(Point localization data)

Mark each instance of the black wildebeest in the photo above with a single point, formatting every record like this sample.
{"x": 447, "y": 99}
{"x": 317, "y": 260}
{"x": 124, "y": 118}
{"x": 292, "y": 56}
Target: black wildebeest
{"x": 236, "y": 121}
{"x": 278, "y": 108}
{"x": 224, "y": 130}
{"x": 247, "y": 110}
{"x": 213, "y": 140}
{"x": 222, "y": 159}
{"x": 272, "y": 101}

◆ **WORK TASK**: Write out the records above again, keeping each one identical to the original.

◆ **RESULT FOR THIS EXERCISE**:
Mark each instance of the black wildebeest in the photo above with a single point, formatting every record like this sample.
{"x": 447, "y": 99}
{"x": 317, "y": 260}
{"x": 124, "y": 118}
{"x": 292, "y": 56}
Target: black wildebeest
{"x": 236, "y": 121}
{"x": 278, "y": 108}
{"x": 224, "y": 130}
{"x": 247, "y": 110}
{"x": 213, "y": 140}
{"x": 222, "y": 159}
{"x": 272, "y": 101}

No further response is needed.